(Saved entries)
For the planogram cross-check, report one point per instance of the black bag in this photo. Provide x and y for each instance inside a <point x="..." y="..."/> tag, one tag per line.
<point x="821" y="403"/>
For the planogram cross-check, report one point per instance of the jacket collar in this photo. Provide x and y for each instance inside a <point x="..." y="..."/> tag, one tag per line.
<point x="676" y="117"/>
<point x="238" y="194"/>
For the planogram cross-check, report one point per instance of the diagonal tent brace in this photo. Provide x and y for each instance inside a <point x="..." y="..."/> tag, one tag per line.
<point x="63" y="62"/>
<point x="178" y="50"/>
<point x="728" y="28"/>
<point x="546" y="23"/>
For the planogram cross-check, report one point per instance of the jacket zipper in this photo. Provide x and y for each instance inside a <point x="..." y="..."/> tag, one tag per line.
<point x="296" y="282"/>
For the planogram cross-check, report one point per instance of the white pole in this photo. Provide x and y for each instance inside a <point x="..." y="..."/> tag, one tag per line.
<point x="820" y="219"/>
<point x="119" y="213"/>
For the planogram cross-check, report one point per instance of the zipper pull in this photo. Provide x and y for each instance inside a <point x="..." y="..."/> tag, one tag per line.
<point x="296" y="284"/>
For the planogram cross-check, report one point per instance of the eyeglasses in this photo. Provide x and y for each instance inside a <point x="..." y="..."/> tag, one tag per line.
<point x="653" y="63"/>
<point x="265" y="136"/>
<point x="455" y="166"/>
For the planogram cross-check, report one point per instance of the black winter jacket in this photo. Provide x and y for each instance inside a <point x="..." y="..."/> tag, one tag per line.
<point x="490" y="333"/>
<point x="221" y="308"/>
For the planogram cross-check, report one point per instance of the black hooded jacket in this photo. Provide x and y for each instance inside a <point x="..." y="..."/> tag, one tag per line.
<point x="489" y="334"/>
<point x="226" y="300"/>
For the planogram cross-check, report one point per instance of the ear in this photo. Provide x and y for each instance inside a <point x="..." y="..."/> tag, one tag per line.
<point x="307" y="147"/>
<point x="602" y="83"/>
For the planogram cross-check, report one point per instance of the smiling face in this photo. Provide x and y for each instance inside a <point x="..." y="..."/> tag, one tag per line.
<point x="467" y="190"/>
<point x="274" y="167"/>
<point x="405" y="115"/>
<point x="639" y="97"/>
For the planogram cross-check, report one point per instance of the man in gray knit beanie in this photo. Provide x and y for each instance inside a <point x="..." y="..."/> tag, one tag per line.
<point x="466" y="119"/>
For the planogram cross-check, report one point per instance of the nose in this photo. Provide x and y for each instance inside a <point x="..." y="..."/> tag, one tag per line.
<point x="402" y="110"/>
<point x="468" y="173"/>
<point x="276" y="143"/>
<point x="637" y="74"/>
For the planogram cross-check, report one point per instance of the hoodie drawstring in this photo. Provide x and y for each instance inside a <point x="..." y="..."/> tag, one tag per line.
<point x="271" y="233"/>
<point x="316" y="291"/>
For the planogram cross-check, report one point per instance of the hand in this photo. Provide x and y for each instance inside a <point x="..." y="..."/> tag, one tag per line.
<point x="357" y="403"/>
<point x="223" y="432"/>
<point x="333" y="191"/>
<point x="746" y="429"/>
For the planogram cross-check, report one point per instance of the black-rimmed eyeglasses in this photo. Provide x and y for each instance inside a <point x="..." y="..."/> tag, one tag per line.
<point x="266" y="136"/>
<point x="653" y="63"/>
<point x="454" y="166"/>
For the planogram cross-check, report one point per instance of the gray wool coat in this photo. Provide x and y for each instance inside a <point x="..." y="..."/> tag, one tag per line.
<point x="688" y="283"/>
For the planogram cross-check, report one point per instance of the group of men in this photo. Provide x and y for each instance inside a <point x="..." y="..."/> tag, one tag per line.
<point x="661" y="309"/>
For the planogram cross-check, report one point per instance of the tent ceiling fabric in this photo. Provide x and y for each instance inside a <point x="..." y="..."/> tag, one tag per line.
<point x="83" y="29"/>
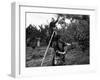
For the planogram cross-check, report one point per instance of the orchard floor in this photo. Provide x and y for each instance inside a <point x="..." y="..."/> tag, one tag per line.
<point x="73" y="57"/>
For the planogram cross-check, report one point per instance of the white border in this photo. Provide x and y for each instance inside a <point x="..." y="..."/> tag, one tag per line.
<point x="19" y="68"/>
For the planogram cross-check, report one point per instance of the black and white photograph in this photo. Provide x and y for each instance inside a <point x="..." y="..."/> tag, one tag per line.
<point x="57" y="39"/>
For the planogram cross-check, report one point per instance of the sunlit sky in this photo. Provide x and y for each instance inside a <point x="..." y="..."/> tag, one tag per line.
<point x="40" y="18"/>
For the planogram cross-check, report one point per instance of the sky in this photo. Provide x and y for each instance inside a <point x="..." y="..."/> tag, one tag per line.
<point x="41" y="18"/>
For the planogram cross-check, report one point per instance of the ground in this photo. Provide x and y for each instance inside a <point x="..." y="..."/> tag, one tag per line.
<point x="73" y="57"/>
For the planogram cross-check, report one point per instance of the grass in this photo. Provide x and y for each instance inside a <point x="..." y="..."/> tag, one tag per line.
<point x="73" y="57"/>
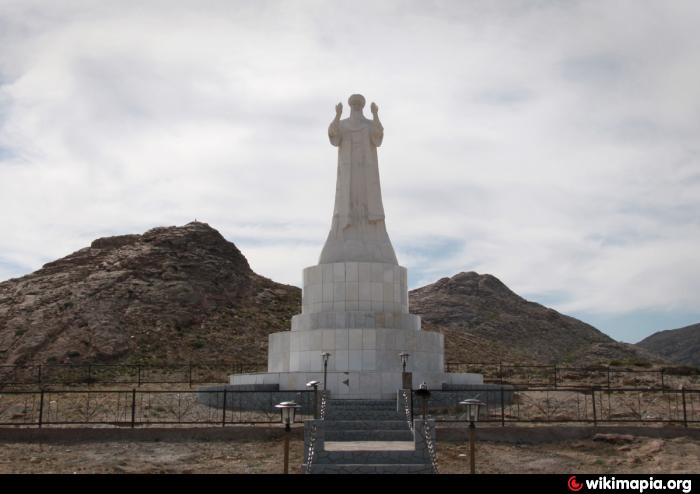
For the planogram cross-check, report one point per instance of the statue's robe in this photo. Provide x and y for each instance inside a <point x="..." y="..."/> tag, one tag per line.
<point x="358" y="232"/>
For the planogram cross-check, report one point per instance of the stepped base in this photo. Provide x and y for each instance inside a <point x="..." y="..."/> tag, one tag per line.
<point x="355" y="385"/>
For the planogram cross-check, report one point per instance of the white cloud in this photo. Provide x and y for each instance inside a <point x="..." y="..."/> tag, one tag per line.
<point x="551" y="144"/>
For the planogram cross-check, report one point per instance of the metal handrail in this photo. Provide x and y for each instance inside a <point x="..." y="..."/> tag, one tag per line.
<point x="430" y="446"/>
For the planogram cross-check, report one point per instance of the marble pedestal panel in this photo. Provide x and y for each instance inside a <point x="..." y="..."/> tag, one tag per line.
<point x="357" y="312"/>
<point x="356" y="385"/>
<point x="372" y="350"/>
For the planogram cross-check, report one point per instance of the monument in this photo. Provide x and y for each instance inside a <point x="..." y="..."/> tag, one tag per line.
<point x="355" y="321"/>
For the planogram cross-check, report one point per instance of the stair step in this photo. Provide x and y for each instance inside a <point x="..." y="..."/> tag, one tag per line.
<point x="362" y="403"/>
<point x="369" y="435"/>
<point x="378" y="468"/>
<point x="361" y="425"/>
<point x="336" y="414"/>
<point x="369" y="457"/>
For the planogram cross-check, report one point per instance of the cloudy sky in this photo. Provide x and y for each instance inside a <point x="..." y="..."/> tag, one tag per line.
<point x="553" y="144"/>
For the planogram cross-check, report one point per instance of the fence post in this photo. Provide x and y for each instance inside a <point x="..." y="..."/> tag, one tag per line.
<point x="223" y="415"/>
<point x="41" y="408"/>
<point x="595" y="416"/>
<point x="133" y="407"/>
<point x="503" y="409"/>
<point x="685" y="413"/>
<point x="661" y="372"/>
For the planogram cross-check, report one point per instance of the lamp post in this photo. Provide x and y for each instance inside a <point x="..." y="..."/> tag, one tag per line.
<point x="473" y="407"/>
<point x="325" y="356"/>
<point x="314" y="384"/>
<point x="424" y="393"/>
<point x="404" y="359"/>
<point x="288" y="410"/>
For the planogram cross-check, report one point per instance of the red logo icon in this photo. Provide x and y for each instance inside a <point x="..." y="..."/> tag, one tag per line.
<point x="573" y="485"/>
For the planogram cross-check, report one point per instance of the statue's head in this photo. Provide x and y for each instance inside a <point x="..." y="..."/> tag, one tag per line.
<point x="356" y="102"/>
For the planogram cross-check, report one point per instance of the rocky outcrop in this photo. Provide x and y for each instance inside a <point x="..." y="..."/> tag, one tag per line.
<point x="483" y="320"/>
<point x="168" y="296"/>
<point x="179" y="294"/>
<point x="681" y="346"/>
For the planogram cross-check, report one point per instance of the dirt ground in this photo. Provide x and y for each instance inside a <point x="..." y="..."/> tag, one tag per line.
<point x="622" y="455"/>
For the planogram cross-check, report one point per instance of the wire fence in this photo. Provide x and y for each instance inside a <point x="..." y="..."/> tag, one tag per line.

• ACTIVITY: Please make an exact copy of the lines from the one holding "of the fence" through the final line of the records above, nothing more.

• EXPECTED ANSWER:
For the planogram cross-check, report one point per instance of the fence post in this photo. Provide x and y for each instance inside a <point x="..." y="..."/> tag, one tag per line.
<point x="223" y="415"/>
<point x="41" y="408"/>
<point x="595" y="416"/>
<point x="133" y="407"/>
<point x="503" y="409"/>
<point x="685" y="413"/>
<point x="661" y="372"/>
For the planogram cross-check, report one point per instance of the lamp post in this photo. Provide x and y for each instance inside a <point x="..." y="..."/> tag, one tag per line.
<point x="473" y="407"/>
<point x="325" y="356"/>
<point x="314" y="384"/>
<point x="424" y="393"/>
<point x="404" y="359"/>
<point x="288" y="410"/>
For the planogram cross-check, report one point per instance of the red logo icon in this photo. Provide x and y for each instance inside a <point x="..." y="..."/> tag, one tag per line.
<point x="573" y="485"/>
For the planogram cross-check, report one point per instance of the statue's head in this photo. Provide x and y for each instance inside a <point x="..." y="..."/> tag, one tag per line.
<point x="356" y="102"/>
For the planogram cross-check, report one point per instance of the rocky outcrop in this photo. Provide x and y for each instance inside a <point x="..." y="..."/> tag, one tag per line.
<point x="483" y="320"/>
<point x="168" y="296"/>
<point x="179" y="294"/>
<point x="681" y="346"/>
For the planogram cross-check, report one point per instance of the dirt ground in this photo. Provide x and y for each instance inside a <point x="..." y="..."/> tag, one tag per line.
<point x="622" y="455"/>
For the planogram cross-check, report one point per instance of the wire fence in this photo. Provide x and y for each instance inside a <point x="..." y="..."/> tag, one tag per line.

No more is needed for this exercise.